[Begin MATERIAL TO PROCESS]

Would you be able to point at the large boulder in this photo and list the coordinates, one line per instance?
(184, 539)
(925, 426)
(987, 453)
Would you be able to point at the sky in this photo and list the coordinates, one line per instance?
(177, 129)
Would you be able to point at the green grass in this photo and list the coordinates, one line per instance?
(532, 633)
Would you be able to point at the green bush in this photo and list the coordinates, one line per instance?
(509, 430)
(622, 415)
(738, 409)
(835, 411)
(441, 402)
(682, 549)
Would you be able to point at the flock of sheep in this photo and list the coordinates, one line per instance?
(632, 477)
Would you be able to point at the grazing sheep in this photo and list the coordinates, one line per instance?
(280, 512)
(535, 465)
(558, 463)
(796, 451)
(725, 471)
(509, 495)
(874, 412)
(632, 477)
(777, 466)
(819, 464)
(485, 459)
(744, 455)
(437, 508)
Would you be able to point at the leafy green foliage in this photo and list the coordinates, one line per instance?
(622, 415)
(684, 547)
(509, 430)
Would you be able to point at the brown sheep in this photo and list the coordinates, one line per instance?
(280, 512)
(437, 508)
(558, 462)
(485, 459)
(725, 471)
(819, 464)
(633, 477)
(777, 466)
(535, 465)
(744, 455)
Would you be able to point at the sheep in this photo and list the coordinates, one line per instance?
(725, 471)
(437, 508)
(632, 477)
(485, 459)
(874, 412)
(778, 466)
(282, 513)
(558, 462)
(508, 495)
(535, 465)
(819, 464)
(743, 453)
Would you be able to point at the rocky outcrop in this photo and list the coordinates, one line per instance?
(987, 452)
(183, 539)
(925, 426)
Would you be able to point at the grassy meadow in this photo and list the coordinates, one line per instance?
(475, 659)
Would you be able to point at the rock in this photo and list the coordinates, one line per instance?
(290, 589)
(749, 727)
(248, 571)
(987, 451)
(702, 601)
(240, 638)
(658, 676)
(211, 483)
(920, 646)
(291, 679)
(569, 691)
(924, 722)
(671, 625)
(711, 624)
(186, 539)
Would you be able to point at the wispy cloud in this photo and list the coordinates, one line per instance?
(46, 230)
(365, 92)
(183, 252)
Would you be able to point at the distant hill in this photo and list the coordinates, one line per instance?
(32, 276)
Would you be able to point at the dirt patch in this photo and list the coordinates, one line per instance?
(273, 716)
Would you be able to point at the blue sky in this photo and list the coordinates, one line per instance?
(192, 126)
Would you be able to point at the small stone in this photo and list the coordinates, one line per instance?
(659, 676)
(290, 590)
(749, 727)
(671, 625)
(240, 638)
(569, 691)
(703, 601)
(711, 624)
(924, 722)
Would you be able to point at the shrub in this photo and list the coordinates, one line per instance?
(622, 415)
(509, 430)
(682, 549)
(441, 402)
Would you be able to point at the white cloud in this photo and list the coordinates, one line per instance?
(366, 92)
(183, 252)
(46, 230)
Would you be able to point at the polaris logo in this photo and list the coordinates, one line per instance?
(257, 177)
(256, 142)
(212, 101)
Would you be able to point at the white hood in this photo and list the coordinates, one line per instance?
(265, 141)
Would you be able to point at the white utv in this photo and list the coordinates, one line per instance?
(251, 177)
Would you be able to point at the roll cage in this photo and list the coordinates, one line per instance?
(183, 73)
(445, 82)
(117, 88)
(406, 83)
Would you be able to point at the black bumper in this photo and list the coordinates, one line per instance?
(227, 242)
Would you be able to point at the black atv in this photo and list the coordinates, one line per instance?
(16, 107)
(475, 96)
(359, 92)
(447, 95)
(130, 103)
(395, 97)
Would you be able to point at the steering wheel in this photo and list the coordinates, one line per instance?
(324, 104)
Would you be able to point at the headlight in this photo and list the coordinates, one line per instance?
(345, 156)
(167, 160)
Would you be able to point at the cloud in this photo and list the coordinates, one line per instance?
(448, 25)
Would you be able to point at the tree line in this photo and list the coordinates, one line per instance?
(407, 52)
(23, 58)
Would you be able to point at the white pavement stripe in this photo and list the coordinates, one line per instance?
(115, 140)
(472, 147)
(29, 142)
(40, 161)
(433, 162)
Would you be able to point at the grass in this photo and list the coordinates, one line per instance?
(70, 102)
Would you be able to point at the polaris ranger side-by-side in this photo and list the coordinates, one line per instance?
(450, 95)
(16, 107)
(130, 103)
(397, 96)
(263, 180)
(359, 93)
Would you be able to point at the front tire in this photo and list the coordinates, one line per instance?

[End MATERIAL TO PROCESS]

- **WRITTEN INSTRUCTION**
Copy out unchanged every line from the one containing "Would you be able to point at the polaris ranger" through the last line of the items, with both ends included.

- **CORRECT RESULT**
Would you be able to point at the polaris ranger side-by-side in this photo and list the coordinates, one line per instance?
(450, 95)
(16, 107)
(130, 103)
(397, 96)
(263, 180)
(359, 93)
Would you be able to point at the front tire in this photo and list the coordinates, one line per instance?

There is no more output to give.